### Document
Async programming works well when you can identify just a few “hotspots” in your app where lots of time is being spent. It works much less well if your app is too slow because of a generalized, diffuse slowness through every aspect of your app, where no one operation takes too much time but it all adds up to a lot. The more futures you need to introduce into your app, the more fixed communication overhead you incur. So for the most bang-for-the-buck, we want to launch a small number of futures per session but move a lot of the waited-on code into each one.
Now that we’ve found hotspots that we want to make asynchronous, let’s talk about the actual work of converting them to futures.
Conceptually, futures work like this:
future({
# Expensive code goes here
}) %...>% (function(result) {
# Code to handle result of expensive code goes here
})
which seems incredibly simple. What’s actually happening is that the future runs in a totally separate child R process, and then the result is collected up and returned to the main R process:
# Code here runs in process A
future({
# Code here runs in (child) process B
}) %...>% (function(result) {
# Code here runs in process A
})
The fact that the future code block executes in a separate process means we have to take special care to deal with a number of practical issues. There are extremely important constraints that futures impose on their code blocks; certain objects cannot be safely used across process boundaries, and some of the default behaviors of the future library may severely impact the performance of your app. Again, see the article on futures for more details.
The remainder of this document will use future_promise()
in place of future()
. For more information on the
differences, see the article
on the benefits of future_promise()
.

### Dataset content
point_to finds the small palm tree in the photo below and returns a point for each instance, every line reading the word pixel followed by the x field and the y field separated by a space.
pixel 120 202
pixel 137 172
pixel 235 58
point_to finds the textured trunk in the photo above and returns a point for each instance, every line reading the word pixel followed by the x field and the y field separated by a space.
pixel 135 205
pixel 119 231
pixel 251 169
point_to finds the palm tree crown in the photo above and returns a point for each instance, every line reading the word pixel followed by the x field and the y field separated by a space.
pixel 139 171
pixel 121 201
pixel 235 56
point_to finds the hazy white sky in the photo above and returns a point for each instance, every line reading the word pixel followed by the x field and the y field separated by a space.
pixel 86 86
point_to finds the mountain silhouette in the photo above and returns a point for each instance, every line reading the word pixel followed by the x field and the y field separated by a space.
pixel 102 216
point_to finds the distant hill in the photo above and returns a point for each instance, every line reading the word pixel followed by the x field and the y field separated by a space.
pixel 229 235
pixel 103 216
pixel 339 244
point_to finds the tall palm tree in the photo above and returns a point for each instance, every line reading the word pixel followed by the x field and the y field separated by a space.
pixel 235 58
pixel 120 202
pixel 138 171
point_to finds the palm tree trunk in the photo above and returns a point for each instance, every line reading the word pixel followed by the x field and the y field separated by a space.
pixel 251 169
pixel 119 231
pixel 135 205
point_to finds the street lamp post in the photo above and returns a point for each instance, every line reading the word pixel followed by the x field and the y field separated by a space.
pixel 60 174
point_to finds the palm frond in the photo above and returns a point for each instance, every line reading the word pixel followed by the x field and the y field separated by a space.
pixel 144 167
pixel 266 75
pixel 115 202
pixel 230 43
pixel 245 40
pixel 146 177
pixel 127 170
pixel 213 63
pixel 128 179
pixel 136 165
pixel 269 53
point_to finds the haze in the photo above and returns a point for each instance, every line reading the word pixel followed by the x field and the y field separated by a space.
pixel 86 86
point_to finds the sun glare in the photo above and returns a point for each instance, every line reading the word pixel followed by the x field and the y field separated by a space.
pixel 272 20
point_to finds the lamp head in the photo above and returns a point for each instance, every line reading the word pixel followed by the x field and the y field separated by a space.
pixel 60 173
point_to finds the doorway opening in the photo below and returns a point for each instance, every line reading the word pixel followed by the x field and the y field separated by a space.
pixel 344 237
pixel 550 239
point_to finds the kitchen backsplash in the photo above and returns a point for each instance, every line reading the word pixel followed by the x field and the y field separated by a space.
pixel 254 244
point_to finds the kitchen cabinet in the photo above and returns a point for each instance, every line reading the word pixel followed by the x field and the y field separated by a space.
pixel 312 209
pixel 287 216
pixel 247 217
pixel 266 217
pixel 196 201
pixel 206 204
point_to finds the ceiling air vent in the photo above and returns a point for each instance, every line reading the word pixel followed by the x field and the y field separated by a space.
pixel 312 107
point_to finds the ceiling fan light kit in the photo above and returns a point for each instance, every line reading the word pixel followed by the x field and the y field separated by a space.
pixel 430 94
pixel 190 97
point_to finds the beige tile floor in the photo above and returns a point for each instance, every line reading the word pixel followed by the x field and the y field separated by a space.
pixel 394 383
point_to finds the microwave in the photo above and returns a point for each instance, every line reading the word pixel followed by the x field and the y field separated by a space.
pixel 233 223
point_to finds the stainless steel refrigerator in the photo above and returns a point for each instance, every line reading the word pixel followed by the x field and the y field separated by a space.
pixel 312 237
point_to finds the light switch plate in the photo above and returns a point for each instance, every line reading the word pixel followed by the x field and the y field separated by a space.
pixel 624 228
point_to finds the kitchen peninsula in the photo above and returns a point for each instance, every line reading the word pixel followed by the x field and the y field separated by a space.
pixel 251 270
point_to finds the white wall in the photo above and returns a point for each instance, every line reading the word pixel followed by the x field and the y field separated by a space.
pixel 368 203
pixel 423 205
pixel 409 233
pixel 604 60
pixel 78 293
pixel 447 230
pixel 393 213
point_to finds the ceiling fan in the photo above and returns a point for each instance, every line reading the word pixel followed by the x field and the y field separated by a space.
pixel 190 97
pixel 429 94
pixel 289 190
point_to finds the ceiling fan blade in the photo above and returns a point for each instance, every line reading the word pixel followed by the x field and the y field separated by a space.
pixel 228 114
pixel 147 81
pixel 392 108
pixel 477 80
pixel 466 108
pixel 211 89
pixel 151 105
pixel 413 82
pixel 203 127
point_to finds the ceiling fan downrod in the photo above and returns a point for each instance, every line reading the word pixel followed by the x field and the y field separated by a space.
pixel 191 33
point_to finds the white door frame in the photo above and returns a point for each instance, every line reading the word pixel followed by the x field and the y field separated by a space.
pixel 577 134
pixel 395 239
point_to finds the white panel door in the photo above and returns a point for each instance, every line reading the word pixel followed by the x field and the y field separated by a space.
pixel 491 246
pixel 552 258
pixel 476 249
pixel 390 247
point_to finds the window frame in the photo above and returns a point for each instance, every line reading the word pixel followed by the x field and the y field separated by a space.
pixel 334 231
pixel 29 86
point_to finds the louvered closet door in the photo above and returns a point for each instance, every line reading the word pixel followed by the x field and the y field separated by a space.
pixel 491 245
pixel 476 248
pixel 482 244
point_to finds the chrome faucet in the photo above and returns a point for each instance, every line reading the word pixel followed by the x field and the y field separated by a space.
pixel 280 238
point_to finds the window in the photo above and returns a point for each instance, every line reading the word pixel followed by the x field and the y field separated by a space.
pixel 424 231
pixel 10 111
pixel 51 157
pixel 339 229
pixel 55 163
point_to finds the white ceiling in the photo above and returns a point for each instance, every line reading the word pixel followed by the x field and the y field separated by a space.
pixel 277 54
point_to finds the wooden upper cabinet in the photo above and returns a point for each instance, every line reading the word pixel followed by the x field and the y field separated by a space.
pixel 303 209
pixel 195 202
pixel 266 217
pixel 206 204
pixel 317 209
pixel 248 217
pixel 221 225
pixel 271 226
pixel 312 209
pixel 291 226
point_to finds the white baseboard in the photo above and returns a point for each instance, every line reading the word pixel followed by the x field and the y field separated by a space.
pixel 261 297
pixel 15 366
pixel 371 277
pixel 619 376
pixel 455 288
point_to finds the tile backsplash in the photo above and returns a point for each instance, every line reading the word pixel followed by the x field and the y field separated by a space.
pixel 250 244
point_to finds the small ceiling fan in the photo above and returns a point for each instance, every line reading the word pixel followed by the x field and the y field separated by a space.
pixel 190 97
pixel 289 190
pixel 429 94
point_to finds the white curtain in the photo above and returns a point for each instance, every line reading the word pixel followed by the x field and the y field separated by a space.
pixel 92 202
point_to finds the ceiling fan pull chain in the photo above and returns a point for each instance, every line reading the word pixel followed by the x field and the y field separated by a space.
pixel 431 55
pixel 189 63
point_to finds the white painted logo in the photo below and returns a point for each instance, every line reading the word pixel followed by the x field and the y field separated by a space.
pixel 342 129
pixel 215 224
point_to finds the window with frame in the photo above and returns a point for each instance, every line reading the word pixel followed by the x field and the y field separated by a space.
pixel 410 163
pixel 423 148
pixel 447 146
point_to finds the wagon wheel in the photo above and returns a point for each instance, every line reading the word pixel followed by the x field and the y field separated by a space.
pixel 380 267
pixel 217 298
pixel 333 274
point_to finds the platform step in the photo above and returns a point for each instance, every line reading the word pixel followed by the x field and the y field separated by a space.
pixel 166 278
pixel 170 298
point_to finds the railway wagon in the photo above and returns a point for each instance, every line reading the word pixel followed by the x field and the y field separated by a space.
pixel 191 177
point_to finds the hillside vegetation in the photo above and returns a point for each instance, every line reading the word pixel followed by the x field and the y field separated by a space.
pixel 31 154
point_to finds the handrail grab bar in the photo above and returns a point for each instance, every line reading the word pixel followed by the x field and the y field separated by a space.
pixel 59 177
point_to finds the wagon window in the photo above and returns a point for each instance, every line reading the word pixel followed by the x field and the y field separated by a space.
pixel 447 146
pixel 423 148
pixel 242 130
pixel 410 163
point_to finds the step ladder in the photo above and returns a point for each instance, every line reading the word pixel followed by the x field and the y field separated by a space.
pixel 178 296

* * *

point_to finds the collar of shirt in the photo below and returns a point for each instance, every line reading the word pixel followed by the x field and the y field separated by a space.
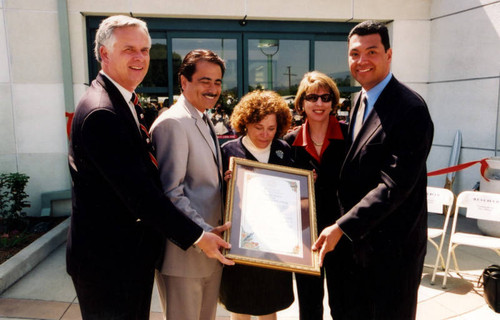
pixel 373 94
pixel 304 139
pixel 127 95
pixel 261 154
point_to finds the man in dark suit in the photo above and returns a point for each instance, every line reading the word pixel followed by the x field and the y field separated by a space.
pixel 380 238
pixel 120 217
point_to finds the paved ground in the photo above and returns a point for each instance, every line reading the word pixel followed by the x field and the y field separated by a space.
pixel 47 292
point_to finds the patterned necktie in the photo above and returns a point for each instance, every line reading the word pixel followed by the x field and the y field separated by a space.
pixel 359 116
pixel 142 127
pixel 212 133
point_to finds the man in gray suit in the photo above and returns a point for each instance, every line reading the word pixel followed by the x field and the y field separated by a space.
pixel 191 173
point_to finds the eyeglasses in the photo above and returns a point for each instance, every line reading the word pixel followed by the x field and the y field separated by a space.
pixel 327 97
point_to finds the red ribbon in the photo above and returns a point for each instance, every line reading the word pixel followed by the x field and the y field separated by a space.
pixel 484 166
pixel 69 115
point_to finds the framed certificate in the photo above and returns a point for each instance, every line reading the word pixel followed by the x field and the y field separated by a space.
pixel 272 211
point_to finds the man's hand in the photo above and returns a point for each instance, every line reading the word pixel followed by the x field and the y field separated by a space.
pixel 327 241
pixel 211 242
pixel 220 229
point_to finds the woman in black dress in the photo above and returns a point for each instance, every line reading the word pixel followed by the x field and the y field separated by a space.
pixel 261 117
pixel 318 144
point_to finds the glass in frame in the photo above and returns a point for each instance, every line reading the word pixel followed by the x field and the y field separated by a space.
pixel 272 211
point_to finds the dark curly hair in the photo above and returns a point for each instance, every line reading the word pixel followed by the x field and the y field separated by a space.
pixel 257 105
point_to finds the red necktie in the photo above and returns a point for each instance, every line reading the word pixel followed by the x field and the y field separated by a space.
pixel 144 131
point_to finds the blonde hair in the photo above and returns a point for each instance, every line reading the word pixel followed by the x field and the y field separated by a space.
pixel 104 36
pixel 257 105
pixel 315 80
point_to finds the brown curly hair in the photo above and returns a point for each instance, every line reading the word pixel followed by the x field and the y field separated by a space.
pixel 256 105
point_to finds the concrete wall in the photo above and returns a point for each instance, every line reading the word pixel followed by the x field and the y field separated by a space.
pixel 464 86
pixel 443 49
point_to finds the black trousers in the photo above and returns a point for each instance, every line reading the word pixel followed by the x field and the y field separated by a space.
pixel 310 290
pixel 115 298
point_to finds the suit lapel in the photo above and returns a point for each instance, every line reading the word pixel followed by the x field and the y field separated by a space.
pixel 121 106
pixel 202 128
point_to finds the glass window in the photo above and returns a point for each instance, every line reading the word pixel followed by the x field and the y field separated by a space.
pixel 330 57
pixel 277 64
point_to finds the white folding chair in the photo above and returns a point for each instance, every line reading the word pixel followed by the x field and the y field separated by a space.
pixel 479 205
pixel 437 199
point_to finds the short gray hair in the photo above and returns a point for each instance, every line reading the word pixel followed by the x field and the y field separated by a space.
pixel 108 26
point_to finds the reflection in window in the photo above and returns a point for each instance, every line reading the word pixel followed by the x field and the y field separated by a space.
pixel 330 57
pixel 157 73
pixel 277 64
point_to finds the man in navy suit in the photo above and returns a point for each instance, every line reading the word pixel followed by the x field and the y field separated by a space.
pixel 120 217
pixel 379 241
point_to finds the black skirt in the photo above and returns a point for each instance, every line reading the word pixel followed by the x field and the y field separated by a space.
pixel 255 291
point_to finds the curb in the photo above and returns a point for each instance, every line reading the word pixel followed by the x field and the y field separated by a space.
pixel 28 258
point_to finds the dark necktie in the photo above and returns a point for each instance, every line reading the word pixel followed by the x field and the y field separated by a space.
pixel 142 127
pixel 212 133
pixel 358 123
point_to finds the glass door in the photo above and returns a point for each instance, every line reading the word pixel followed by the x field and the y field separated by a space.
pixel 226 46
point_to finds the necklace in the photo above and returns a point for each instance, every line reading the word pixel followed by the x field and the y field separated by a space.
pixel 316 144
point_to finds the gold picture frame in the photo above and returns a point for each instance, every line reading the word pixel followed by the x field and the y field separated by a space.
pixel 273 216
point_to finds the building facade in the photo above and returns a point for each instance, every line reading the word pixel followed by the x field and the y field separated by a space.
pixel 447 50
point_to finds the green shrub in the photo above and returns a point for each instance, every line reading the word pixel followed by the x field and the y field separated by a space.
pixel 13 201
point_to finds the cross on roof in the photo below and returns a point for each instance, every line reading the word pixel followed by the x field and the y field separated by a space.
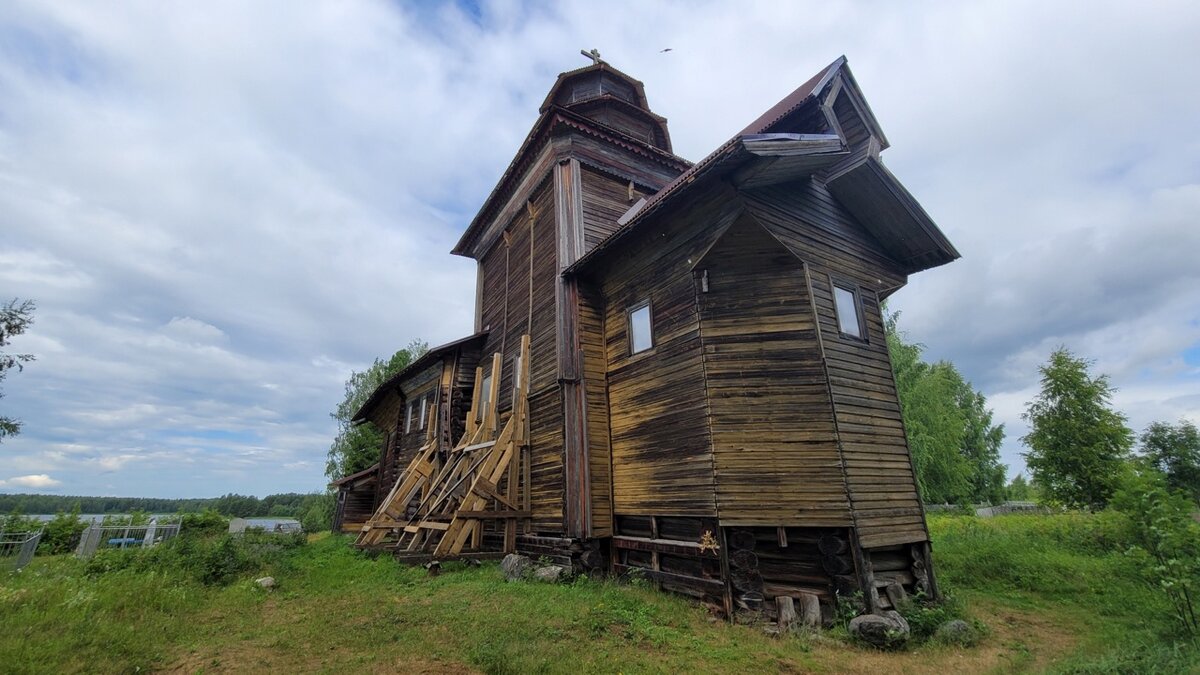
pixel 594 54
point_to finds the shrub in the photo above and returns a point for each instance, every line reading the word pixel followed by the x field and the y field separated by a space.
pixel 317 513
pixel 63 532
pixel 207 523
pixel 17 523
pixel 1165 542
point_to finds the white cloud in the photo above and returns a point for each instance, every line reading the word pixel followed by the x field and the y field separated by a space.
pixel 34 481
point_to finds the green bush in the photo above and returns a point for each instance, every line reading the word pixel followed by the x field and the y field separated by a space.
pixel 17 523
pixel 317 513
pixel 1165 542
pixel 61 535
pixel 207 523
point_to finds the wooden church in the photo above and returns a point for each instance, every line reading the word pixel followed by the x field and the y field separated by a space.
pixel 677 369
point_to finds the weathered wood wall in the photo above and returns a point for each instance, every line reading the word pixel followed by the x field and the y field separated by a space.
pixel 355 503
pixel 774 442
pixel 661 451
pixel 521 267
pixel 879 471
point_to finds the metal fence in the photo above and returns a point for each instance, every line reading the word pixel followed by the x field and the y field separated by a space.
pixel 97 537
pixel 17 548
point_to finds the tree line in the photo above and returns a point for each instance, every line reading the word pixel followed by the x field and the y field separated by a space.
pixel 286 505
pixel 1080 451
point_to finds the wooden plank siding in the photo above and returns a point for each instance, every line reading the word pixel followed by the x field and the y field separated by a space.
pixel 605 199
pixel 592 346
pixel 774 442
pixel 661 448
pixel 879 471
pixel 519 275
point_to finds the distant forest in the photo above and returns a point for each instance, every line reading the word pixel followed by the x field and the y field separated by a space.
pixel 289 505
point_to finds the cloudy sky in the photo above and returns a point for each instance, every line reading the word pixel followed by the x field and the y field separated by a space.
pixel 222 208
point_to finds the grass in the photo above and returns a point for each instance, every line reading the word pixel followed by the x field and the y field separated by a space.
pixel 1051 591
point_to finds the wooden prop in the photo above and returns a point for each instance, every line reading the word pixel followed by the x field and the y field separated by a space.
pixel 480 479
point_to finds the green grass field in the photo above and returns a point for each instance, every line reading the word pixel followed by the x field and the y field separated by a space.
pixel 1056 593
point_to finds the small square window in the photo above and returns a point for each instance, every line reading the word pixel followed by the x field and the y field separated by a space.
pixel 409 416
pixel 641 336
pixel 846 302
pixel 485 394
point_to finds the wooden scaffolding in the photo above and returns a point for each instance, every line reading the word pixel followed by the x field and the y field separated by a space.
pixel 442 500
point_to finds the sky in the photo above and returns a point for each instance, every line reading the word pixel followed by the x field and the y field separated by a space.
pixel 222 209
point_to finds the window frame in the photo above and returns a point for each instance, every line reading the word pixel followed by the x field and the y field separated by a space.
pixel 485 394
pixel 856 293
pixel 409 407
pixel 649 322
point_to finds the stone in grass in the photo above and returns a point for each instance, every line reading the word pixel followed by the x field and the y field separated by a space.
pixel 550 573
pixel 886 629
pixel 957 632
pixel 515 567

### Exercise requirements
(a) Answer these questions about the text on asynchronous programming with futures:
(i) The more futures you introduce into an app, what kind of overhead do you incur more of?
(ii) Where does the code inside a future block actually run?
(iii) Which function does the remainder of the document use in place of future()?
(b) In the listing, take everything from the line containing "point_to finds the short" down to the line containing "pixel 447 50". Write those lines out again with "necktie" changed to "tie", leaving everything else as it is.

### Outputs
(a)
(i) Fixed communication overhead.
(ii) In a totally separate child R process.
(iii) future_promise().

(b)
point_to finds the short gray hair in the photo above and returns a point for each instance, every line reading the word pixel followed by the x field and the y field separated by a space.
pixel 108 26
point_to finds the reflection in window in the photo above and returns a point for each instance, every line reading the word pixel followed by the x field and the y field separated by a space.
pixel 330 57
pixel 157 73
pixel 277 64
point_to finds the man in navy suit in the photo above and returns a point for each instance, every line reading the word pixel followed by the x field and the y field separated by a space.
pixel 120 217
pixel 379 241
point_to finds the black skirt in the photo above and returns a point for each instance, every line reading the word pixel followed by the x field and the y field separated by a space.
pixel 255 291
point_to finds the curb in the photo above and returns a point for each instance, every line reading the word pixel followed by the x field and the y field separated by a space.
pixel 28 258
point_to finds the dark tie in the photo above and returns a point for each instance, every line reading the word pixel followed by the x field and the y field separated by a space.
pixel 142 127
pixel 212 133
pixel 358 123
point_to finds the glass door in the photo above and returns a point for each instance, every line reading the word pixel followed by the x field and the y field separated by a space.
pixel 226 46
point_to finds the necklace in the photo above and returns a point for each instance, every line reading the word pixel followed by the x field and the y field separated by a space.
pixel 316 144
point_to finds the gold picture frame in the photo above and returns a point for each instance, every line reading the word pixel followed by the x field and the y field separated by a space.
pixel 273 216
point_to finds the building facade in the photo above and returns a point for each instance, every line reading the word pixel followed by the x field and the y field separated by a space.
pixel 447 50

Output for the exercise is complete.